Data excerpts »
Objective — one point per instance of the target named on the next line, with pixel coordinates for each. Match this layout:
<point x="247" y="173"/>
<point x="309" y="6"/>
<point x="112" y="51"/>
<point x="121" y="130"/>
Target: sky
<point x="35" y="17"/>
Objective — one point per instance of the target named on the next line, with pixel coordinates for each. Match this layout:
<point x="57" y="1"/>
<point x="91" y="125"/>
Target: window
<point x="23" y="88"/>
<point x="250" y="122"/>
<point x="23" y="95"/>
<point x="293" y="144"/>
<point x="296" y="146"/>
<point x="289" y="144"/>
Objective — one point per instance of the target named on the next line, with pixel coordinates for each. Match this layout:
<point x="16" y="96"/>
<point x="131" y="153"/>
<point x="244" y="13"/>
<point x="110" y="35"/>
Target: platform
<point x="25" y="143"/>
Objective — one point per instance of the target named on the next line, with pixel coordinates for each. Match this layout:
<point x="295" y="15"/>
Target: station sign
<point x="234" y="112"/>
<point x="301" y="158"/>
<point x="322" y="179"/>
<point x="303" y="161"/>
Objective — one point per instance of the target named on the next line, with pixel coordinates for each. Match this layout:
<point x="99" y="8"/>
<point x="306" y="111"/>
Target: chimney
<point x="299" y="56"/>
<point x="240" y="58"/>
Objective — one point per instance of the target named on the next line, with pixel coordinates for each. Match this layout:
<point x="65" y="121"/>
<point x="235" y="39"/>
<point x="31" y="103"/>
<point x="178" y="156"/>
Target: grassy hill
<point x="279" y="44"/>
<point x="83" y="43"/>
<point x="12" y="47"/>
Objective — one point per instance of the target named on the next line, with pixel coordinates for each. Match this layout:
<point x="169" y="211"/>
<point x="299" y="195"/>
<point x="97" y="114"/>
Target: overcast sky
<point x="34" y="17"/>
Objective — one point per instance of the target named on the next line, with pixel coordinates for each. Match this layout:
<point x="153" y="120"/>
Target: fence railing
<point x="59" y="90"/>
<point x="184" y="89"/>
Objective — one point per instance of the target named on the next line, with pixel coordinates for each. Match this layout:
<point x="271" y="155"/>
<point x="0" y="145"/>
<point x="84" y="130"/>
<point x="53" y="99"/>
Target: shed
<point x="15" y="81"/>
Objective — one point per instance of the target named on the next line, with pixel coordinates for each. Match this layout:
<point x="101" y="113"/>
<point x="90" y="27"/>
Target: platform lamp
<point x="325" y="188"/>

What you will do » Reproduce all entries. Keep them exact.

Response »
Objective — one point per instance of the target named on the next line, with pixel coordinates for each. Match this layout:
<point x="247" y="173"/>
<point x="309" y="6"/>
<point x="112" y="51"/>
<point x="121" y="130"/>
Target: sky
<point x="35" y="17"/>
Objective — one point per instance of the target named on the next line, with pixel coordinates for each. Match this layout:
<point x="57" y="1"/>
<point x="91" y="125"/>
Target: window
<point x="23" y="88"/>
<point x="250" y="122"/>
<point x="23" y="95"/>
<point x="293" y="144"/>
<point x="296" y="146"/>
<point x="289" y="144"/>
Objective — one point per instance of the target named on the next line, with pixel coordinates for each. Match this layout:
<point x="16" y="96"/>
<point x="131" y="153"/>
<point x="244" y="13"/>
<point x="110" y="35"/>
Target: platform
<point x="25" y="143"/>
Objective — one point per instance of the target named on the next line, with pixel coordinates for each. Match this layout:
<point x="295" y="15"/>
Target: station sign
<point x="234" y="112"/>
<point x="301" y="158"/>
<point x="322" y="179"/>
<point x="303" y="161"/>
Objective — one point per instance of the target named on the next line, with pixel coordinates for each. Match this layout:
<point x="99" y="8"/>
<point x="306" y="111"/>
Target: chimney
<point x="299" y="56"/>
<point x="240" y="58"/>
Objective — one point per instance of the target named on the next line, with pixel coordinates for each. Match this layout:
<point x="65" y="121"/>
<point x="235" y="39"/>
<point x="31" y="103"/>
<point x="178" y="156"/>
Target: grassy hill
<point x="279" y="44"/>
<point x="83" y="43"/>
<point x="12" y="47"/>
Objective — one point per instance of the target named on the next line, with pixel coordinates for each. Match this layout:
<point x="169" y="211"/>
<point x="299" y="195"/>
<point x="97" y="114"/>
Target: overcast sky
<point x="34" y="17"/>
Objective — one point per instance of the target named on the next line, with pixel coordinates for each. Match this layout:
<point x="153" y="120"/>
Target: fence railing
<point x="59" y="90"/>
<point x="184" y="89"/>
Objective — one point per instance of the target named on the next line, with pixel coordinates for each. Match this layout:
<point x="271" y="155"/>
<point x="0" y="145"/>
<point x="84" y="130"/>
<point x="53" y="99"/>
Target: shed
<point x="15" y="81"/>
Objective — one point per instance of the target named on the next line, with pixel coordinates for each. Match this layout:
<point x="101" y="113"/>
<point x="90" y="27"/>
Target: platform lamp
<point x="325" y="188"/>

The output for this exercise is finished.